◆ WHAT THE TASK ASKS:
Everything from the line that contains "Note: mark the bird in" to the final line of the data, both ends included, must be set down exactly, apart from the pictures.

◆ THE DATA:
____________
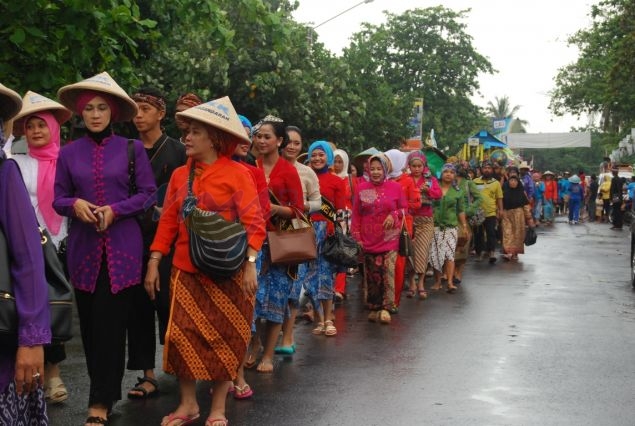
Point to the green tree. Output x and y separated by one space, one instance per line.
422 53
601 79
47 44
501 108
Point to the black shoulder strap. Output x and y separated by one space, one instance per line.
132 182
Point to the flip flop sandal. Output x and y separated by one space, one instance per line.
185 420
319 330
384 317
244 392
55 391
144 392
216 422
96 420
329 329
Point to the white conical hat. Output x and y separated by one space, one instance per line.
10 103
34 102
219 113
99 83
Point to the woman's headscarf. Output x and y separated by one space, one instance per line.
245 122
397 161
324 146
514 198
383 160
88 95
344 156
46 157
418 155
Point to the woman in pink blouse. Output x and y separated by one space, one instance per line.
428 189
378 210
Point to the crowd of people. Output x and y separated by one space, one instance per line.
119 208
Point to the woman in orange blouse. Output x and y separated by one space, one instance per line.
210 321
398 163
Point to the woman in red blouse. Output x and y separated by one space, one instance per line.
275 285
321 272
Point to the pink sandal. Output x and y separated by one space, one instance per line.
185 420
216 422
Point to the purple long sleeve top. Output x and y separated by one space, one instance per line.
98 173
18 222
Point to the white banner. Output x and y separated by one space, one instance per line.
548 140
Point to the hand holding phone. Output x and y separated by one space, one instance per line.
101 224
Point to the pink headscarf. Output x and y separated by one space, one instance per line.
46 157
88 95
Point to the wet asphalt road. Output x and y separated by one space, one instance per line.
548 340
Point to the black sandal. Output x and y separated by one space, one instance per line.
144 392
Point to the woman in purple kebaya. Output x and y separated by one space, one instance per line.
94 186
22 363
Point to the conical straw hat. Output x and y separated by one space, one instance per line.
220 114
34 102
10 103
99 83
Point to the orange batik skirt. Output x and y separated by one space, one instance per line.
209 327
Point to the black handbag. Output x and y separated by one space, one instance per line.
59 289
341 249
217 246
405 242
530 236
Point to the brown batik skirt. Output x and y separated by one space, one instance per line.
209 327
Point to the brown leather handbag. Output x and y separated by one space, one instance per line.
295 244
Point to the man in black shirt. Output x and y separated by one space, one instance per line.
165 154
617 185
593 194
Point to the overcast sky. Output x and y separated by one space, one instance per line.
524 40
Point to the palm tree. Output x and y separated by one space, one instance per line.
501 108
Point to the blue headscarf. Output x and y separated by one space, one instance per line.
245 122
324 146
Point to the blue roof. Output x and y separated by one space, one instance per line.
489 140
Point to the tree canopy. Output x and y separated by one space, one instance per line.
255 52
425 53
601 80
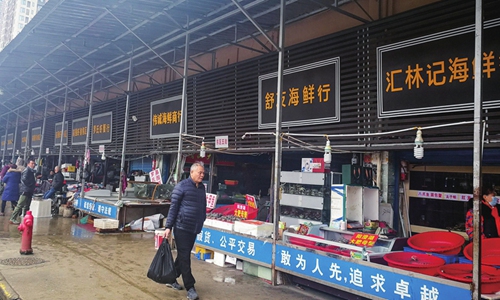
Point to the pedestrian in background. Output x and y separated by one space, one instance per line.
57 184
186 216
10 193
28 183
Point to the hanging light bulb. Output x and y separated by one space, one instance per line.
328 153
418 151
202 149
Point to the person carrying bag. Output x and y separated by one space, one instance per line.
162 269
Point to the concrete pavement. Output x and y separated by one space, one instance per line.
72 262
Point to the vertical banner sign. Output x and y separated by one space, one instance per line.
10 141
165 118
435 73
102 128
79 131
57 140
24 137
36 137
311 95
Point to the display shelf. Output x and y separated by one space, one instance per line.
297 221
302 197
312 202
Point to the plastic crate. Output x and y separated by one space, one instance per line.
106 223
449 259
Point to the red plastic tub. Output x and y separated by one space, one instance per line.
490 251
415 262
442 242
490 276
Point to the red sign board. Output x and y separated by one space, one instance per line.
364 239
241 210
250 201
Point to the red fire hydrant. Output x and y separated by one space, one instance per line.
26 227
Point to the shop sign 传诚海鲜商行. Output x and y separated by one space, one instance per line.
165 118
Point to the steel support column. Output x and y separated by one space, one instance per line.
477 156
125 128
277 153
59 162
15 139
42 132
86 160
27 135
5 140
183 124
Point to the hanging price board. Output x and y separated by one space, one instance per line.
364 239
250 201
241 210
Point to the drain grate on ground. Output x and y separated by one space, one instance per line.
21 261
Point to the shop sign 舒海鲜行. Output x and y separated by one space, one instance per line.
165 118
58 132
311 95
36 137
79 131
24 138
102 128
435 73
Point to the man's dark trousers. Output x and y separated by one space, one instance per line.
184 242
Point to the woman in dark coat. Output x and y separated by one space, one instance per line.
11 192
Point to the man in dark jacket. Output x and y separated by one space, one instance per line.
28 183
186 216
57 183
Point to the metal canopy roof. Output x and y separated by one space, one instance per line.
70 41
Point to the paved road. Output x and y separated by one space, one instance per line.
71 262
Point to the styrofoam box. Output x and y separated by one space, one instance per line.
208 222
41 208
253 227
222 225
106 223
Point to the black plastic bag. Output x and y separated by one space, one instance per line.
162 269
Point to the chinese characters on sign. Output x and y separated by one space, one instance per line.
250 200
444 196
236 245
79 131
435 73
375 281
241 210
59 131
36 137
165 117
102 128
168 117
99 208
222 141
364 239
311 95
211 200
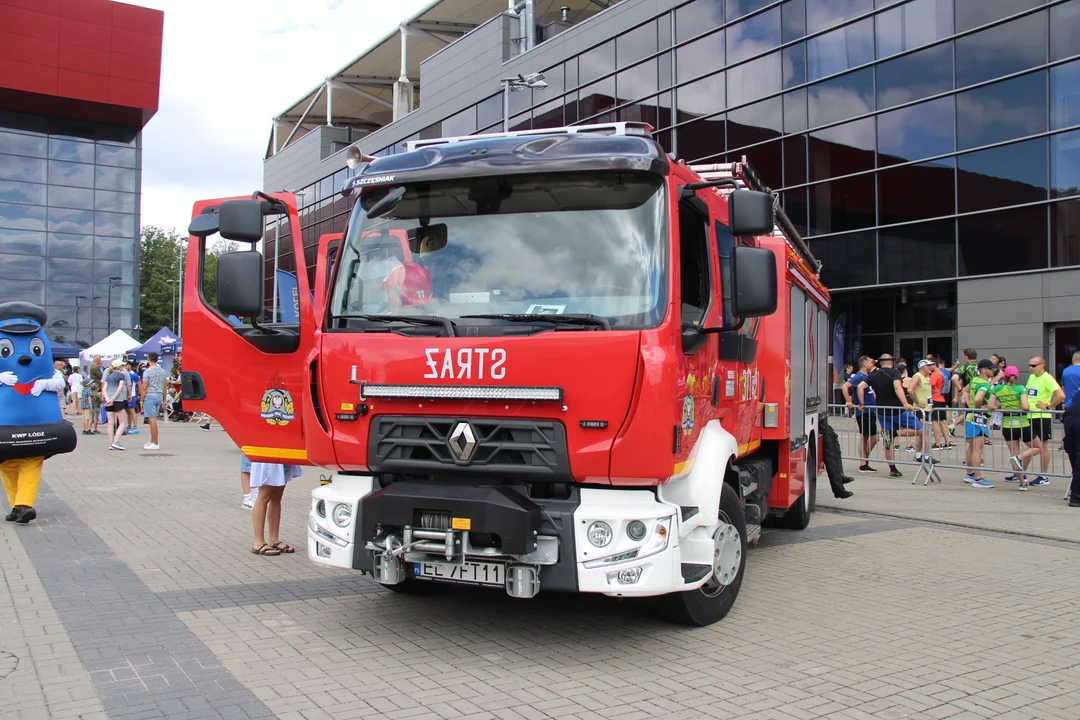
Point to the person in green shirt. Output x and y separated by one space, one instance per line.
975 428
1043 394
1011 399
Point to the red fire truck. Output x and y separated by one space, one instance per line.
552 360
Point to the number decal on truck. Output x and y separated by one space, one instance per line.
466 364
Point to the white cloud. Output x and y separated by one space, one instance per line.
228 67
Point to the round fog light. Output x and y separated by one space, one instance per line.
342 514
599 533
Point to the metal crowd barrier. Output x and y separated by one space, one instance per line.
996 452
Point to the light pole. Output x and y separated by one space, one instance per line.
534 81
108 322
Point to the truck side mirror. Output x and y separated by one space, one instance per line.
755 270
240 283
751 213
241 220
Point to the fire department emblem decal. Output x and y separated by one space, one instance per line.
277 408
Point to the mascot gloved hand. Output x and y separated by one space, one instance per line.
31 424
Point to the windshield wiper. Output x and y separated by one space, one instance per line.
581 320
413 320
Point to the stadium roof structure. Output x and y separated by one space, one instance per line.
361 94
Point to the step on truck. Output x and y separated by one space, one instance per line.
552 360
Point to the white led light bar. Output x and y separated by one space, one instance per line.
461 393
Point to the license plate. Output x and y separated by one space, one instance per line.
484 573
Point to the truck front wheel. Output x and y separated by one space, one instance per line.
712 601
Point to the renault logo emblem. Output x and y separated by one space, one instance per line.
462 442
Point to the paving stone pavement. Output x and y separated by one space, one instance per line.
134 596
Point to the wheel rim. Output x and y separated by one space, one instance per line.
727 558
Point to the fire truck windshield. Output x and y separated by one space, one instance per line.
575 244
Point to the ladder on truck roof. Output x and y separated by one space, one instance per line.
628 127
744 175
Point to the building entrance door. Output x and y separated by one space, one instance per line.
914 347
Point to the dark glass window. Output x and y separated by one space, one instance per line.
1002 111
841 97
1065 30
795 110
755 123
840 50
596 63
1001 50
753 36
1065 95
973 13
1065 233
840 205
462 123
794 18
1006 241
1065 164
697 17
912 253
596 98
636 44
842 150
795 65
62 244
701 97
75 198
637 81
916 132
1007 175
752 80
848 260
795 160
30 193
489 111
916 192
17 144
701 138
916 76
22 217
16 167
823 14
913 25
699 56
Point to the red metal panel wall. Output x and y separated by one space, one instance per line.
92 59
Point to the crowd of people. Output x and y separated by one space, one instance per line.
927 408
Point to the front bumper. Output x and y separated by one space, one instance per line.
623 567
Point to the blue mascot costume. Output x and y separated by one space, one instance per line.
31 424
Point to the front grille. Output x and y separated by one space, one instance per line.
414 445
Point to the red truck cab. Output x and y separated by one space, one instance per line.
553 360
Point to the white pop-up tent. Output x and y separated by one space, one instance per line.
115 345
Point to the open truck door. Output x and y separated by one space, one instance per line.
251 377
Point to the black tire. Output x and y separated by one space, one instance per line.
798 516
712 601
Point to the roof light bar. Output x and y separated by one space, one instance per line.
461 393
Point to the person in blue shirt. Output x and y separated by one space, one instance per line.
864 411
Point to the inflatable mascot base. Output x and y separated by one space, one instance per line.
31 423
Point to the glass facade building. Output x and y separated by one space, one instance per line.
915 143
69 231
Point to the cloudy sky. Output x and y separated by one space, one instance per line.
228 67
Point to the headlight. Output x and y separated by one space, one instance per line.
342 515
599 533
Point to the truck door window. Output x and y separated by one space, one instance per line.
693 263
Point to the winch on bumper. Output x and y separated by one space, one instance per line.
611 541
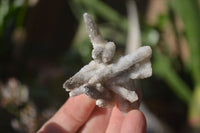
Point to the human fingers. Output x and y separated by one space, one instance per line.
71 116
98 121
115 121
134 122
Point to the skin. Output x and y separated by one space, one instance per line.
80 114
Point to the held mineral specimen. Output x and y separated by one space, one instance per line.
109 82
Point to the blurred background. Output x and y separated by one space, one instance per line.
44 42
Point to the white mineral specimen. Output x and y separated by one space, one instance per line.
107 82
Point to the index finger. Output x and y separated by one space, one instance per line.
71 116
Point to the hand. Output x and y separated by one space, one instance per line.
80 114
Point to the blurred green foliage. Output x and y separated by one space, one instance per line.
182 77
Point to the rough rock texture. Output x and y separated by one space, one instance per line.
109 82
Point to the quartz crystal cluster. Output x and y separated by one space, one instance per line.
110 83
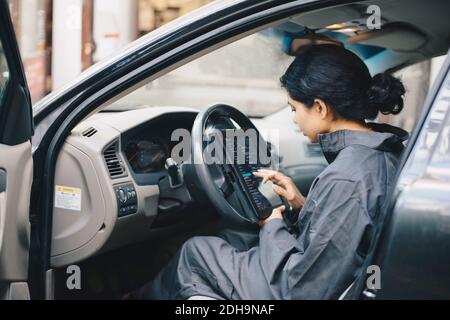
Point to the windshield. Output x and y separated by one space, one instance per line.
244 74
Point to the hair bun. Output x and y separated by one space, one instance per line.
386 94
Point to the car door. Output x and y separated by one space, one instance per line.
413 254
16 165
410 257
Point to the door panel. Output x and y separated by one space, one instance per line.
17 171
16 165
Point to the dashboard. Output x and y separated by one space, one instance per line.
112 164
147 146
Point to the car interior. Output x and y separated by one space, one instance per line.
117 214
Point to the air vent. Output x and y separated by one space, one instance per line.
89 132
113 162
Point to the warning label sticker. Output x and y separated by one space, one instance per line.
68 198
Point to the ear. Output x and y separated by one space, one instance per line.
322 108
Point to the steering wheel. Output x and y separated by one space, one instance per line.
216 179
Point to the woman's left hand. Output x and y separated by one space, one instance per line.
277 213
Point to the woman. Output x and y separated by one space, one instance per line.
331 94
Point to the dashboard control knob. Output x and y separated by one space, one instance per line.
122 196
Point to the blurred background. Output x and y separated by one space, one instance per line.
58 39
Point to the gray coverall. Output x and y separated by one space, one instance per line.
323 253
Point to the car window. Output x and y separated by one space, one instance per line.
4 74
244 74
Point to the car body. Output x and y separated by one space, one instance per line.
70 140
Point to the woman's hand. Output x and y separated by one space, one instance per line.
277 213
283 186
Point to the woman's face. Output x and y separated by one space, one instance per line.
310 120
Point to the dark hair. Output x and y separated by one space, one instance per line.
342 80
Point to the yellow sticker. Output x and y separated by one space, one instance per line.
67 198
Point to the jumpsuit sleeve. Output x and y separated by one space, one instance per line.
321 262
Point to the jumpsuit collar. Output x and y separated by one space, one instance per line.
384 137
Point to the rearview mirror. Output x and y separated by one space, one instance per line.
292 44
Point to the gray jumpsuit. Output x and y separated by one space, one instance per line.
318 258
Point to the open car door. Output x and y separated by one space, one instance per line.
16 165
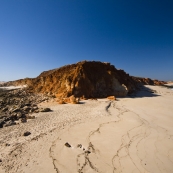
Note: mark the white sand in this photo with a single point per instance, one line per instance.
(133, 135)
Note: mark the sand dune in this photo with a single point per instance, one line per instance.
(133, 135)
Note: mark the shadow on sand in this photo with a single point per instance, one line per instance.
(144, 92)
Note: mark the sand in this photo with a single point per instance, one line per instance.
(133, 135)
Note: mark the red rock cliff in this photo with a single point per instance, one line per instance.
(84, 79)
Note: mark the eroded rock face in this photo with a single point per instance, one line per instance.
(86, 79)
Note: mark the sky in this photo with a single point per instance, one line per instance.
(39, 35)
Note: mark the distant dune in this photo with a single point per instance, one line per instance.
(89, 79)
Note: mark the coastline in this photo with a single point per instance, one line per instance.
(132, 134)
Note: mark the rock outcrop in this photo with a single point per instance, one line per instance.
(86, 79)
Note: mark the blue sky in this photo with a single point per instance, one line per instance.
(39, 35)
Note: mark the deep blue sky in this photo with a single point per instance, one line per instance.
(39, 35)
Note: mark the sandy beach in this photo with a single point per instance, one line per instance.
(129, 135)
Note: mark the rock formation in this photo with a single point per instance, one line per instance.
(86, 79)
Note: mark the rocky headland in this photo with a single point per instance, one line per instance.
(88, 79)
(67, 84)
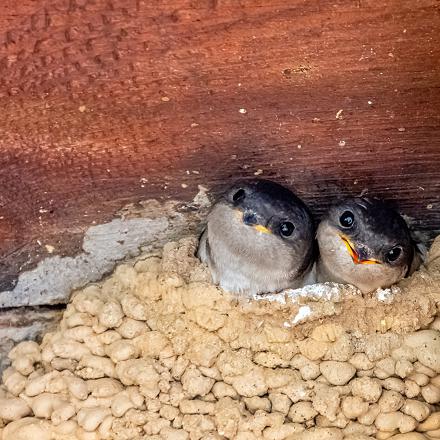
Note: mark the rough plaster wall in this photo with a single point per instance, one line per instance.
(140, 228)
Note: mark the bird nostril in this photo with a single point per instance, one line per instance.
(249, 219)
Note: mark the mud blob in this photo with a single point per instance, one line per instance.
(156, 351)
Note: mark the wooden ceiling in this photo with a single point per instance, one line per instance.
(107, 102)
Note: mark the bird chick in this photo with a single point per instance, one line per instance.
(365, 243)
(259, 238)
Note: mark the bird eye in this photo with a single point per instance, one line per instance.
(239, 195)
(393, 254)
(287, 228)
(346, 219)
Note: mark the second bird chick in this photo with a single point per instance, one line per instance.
(365, 243)
(259, 239)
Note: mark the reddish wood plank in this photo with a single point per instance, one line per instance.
(108, 102)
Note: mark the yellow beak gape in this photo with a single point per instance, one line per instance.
(354, 254)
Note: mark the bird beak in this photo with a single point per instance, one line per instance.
(262, 229)
(257, 227)
(356, 257)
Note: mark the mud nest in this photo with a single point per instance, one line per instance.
(156, 351)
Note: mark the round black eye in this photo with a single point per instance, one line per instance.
(287, 228)
(239, 195)
(346, 219)
(393, 254)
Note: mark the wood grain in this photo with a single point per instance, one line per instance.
(106, 102)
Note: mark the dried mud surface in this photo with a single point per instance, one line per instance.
(155, 351)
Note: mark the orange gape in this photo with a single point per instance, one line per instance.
(354, 255)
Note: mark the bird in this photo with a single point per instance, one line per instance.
(364, 242)
(259, 238)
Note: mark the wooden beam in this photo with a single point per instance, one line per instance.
(108, 102)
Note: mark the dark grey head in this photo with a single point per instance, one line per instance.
(271, 208)
(372, 232)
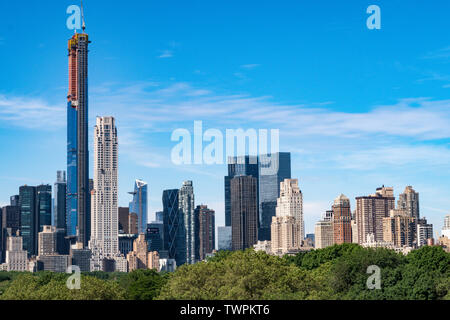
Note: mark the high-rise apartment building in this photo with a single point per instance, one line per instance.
(16, 257)
(9, 225)
(342, 217)
(206, 232)
(323, 231)
(224, 238)
(287, 229)
(59, 208)
(370, 211)
(138, 204)
(186, 210)
(409, 201)
(47, 241)
(138, 258)
(174, 227)
(77, 138)
(272, 169)
(104, 219)
(28, 218)
(244, 213)
(424, 232)
(446, 227)
(399, 228)
(238, 166)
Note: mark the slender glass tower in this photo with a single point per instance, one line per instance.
(77, 138)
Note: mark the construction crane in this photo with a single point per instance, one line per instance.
(83, 26)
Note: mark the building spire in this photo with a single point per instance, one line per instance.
(83, 27)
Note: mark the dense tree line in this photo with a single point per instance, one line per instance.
(337, 272)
____________
◆ EXPECTED OUTPUT:
Note: mark the bird in this photo with a single point per instance, one line per instance.
(364, 242)
(259, 238)
Note: mark the wooden beam in this photo with a single point per instance, one line per instance.
(108, 102)
Note: mark the dark grey head in this photo with a single point per instance, one line per instance.
(271, 208)
(372, 232)
Note: mark the high-rise apartment building in this photo with a single point per instance, one line per instance.
(16, 257)
(9, 225)
(342, 217)
(206, 232)
(323, 231)
(224, 238)
(287, 229)
(59, 208)
(370, 211)
(138, 204)
(186, 210)
(409, 201)
(47, 241)
(138, 258)
(174, 227)
(77, 138)
(272, 169)
(104, 219)
(28, 218)
(244, 213)
(424, 232)
(446, 227)
(399, 228)
(238, 166)
Note: mark the slender glass tower in this photo with a single point per instance, one line per instance.
(77, 138)
Note: mark the construction crane in this photo with a single point per instance, one line per instance.
(83, 26)
Note: mark the building spire in this photo with a single point per instance, one line per instance.
(83, 27)
Note: mark the dense tree line in this photo with a single point per instance, one line per instance.
(337, 272)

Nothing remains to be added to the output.